(RECORDED INFORMATION Opens)

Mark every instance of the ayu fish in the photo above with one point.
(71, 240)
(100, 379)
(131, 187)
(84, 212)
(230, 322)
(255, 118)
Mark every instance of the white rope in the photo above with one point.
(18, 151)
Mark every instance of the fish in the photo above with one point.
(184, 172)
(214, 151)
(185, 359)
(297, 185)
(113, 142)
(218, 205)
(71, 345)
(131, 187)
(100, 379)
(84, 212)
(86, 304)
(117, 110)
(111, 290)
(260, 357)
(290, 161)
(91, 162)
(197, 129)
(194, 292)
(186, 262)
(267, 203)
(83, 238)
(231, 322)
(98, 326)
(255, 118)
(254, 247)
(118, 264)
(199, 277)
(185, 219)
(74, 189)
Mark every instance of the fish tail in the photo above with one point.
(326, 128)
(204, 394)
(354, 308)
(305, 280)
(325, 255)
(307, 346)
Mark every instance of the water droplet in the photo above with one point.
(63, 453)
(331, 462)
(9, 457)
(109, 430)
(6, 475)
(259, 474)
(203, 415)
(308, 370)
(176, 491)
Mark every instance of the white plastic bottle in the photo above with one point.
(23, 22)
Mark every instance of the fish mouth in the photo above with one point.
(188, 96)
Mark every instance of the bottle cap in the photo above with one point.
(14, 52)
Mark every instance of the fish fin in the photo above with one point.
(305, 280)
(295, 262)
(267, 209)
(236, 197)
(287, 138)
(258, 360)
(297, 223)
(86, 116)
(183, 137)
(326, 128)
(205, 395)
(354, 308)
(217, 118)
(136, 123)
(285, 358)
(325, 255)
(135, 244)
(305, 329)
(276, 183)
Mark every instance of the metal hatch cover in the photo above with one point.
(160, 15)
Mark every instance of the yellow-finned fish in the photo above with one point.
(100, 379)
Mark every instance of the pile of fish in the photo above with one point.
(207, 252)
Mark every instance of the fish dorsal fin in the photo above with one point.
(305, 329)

(RECORDED INFORMATION Closes)
(RECORDED INFORMATION Opens)

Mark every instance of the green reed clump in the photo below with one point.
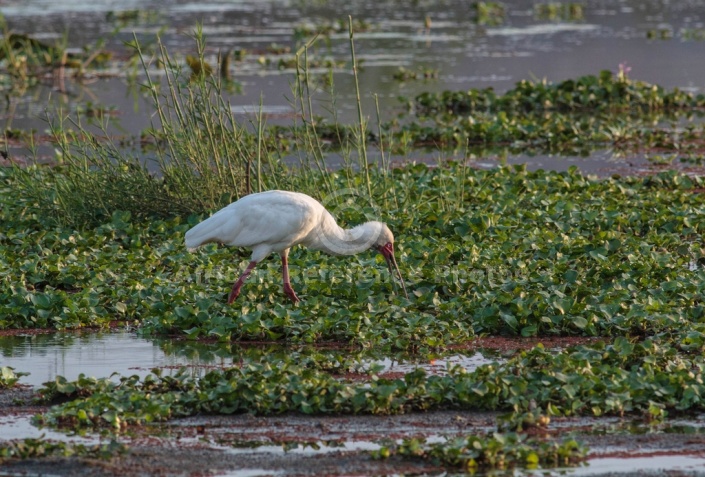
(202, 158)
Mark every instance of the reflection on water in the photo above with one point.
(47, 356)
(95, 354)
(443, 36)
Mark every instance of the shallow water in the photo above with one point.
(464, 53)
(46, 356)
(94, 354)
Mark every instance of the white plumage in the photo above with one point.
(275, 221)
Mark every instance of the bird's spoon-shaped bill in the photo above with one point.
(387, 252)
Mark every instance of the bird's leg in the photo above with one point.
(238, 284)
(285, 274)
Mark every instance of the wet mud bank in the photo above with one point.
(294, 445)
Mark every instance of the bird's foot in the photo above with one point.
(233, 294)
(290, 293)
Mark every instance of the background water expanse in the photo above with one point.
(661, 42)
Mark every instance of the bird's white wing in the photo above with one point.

(RECORDED INFORMATION Closes)

**WHAT YOU WILL DO**
Could you write out, exactly as they stand, only the lines above that begin at the line with "Mark every instance of the background" and stop after the line with "Mark every instance of the bird's white"?

**EXERCISE ANSWER**
Mark every instance of the background water expanse in the photo above with one point.
(661, 42)
Mark every instance of the bird's white wing in the photo above with one point.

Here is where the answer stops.